§ **WHAT IS REQUIRED**
Read the listing below and copy out every line that holds "coords".

§ **DATA FOR THIS EXERCISE**
-=-=-=-=-
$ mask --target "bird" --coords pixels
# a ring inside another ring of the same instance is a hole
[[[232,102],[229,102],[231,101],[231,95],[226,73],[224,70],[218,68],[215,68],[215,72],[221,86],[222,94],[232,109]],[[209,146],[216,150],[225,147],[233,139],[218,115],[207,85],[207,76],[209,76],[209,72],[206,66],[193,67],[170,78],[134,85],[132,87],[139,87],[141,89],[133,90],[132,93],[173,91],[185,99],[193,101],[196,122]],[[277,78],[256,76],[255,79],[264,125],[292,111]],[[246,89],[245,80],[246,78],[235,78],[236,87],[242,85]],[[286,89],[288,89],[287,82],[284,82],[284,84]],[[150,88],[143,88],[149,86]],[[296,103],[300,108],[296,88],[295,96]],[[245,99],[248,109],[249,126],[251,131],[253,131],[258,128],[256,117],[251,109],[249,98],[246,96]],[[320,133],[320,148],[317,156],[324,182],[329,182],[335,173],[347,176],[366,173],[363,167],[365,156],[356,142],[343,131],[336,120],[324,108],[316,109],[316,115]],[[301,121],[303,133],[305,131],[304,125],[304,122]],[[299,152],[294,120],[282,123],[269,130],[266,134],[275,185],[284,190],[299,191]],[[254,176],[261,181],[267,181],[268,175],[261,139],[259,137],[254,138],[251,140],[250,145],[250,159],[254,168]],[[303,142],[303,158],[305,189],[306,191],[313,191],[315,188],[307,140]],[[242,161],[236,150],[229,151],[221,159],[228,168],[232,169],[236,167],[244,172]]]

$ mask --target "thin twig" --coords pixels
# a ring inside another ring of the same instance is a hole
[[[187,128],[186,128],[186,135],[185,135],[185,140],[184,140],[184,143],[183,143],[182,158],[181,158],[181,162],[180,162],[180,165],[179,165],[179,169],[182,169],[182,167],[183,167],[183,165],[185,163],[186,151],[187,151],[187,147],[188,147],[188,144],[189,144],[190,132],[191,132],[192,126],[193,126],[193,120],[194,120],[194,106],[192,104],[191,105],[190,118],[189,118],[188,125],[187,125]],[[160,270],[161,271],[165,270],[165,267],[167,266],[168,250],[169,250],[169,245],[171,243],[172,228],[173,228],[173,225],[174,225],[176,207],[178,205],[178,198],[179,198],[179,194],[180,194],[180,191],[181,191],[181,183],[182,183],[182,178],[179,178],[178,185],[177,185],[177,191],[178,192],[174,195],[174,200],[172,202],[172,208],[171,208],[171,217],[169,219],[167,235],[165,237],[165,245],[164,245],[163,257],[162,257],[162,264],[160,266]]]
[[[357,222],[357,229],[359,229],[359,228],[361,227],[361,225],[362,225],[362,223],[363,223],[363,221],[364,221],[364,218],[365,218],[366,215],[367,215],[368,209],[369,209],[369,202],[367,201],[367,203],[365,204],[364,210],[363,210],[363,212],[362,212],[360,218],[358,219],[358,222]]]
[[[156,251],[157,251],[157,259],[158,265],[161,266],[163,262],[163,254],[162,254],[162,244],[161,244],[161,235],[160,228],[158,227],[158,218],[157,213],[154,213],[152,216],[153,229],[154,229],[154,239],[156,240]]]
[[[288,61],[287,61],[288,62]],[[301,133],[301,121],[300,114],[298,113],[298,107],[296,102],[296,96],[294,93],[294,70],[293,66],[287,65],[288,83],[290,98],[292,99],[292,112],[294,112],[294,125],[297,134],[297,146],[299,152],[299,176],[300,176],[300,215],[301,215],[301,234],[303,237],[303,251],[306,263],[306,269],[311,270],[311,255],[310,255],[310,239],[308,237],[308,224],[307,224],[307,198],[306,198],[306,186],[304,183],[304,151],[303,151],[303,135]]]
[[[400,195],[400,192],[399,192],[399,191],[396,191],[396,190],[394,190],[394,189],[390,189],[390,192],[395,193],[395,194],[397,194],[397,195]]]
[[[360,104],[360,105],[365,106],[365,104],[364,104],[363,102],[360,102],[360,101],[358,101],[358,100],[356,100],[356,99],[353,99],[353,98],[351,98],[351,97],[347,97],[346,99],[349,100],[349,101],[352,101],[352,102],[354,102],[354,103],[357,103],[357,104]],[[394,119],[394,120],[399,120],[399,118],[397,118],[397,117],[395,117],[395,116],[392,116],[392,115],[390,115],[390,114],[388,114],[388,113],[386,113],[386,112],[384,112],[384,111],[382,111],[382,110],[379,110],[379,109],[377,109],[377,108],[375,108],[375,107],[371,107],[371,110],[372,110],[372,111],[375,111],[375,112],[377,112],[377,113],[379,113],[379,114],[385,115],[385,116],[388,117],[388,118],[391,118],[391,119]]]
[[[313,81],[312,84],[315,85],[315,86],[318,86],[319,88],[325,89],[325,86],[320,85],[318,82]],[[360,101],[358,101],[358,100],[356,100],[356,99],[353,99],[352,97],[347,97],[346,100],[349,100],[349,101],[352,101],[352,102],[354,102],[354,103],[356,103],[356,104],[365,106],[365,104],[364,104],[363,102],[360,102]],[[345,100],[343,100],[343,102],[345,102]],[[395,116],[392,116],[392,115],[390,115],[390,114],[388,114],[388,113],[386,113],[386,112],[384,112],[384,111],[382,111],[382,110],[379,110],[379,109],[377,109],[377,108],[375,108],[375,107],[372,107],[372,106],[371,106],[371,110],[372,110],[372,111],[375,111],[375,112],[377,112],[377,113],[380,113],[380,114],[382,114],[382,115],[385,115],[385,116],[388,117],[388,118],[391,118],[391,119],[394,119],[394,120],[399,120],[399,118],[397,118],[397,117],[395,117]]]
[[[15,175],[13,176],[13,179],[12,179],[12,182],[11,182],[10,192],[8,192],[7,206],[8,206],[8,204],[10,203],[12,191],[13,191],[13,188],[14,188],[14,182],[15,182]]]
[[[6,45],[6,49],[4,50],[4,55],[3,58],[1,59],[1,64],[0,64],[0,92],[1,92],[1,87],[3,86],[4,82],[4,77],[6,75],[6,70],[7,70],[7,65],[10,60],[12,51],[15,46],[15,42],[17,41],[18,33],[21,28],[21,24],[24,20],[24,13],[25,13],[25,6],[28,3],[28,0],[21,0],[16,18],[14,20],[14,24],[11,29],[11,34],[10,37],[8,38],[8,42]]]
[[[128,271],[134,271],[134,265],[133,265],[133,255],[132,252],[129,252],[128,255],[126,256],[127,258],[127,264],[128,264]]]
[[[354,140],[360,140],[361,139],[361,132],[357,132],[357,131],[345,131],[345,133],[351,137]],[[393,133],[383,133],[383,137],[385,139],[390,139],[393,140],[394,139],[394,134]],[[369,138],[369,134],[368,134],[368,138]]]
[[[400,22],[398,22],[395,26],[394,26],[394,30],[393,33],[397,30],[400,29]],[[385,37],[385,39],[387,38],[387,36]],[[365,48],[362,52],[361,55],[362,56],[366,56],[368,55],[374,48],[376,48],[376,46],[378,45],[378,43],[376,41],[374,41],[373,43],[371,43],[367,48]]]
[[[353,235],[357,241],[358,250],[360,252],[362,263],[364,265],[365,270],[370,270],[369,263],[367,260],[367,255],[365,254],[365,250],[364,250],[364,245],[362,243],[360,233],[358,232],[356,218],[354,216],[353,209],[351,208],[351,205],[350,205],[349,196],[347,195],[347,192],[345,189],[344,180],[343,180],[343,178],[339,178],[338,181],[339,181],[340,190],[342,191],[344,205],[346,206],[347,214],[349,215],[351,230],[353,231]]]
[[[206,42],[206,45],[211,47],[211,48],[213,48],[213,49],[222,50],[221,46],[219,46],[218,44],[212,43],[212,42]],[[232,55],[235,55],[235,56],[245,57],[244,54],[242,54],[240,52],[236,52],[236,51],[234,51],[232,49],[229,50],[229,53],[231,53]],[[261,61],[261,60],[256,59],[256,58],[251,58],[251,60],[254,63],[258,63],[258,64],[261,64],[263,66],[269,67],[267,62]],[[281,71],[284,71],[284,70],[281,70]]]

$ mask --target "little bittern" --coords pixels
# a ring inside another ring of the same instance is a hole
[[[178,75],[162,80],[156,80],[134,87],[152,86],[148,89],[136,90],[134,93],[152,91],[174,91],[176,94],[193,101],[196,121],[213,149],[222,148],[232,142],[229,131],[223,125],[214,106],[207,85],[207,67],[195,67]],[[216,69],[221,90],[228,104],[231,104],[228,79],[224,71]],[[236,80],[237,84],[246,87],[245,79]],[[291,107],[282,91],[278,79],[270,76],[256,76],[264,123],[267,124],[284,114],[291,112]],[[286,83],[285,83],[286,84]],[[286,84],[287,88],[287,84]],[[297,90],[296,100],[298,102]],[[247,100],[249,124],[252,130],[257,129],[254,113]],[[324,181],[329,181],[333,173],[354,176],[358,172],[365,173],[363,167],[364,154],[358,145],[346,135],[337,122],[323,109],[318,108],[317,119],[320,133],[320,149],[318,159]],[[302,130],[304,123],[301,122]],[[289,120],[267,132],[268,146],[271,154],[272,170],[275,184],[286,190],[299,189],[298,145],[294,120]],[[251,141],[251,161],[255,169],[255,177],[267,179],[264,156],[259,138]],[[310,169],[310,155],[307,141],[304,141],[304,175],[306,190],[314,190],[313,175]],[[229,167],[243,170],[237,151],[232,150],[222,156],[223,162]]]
-=-=-=-=-
§ **EXERCISE ANSWER**
$ mask --target "bird" --coords pixels
$ mask --target "thin twig" --coords pixels
$ mask --target "little bittern" --coords pixels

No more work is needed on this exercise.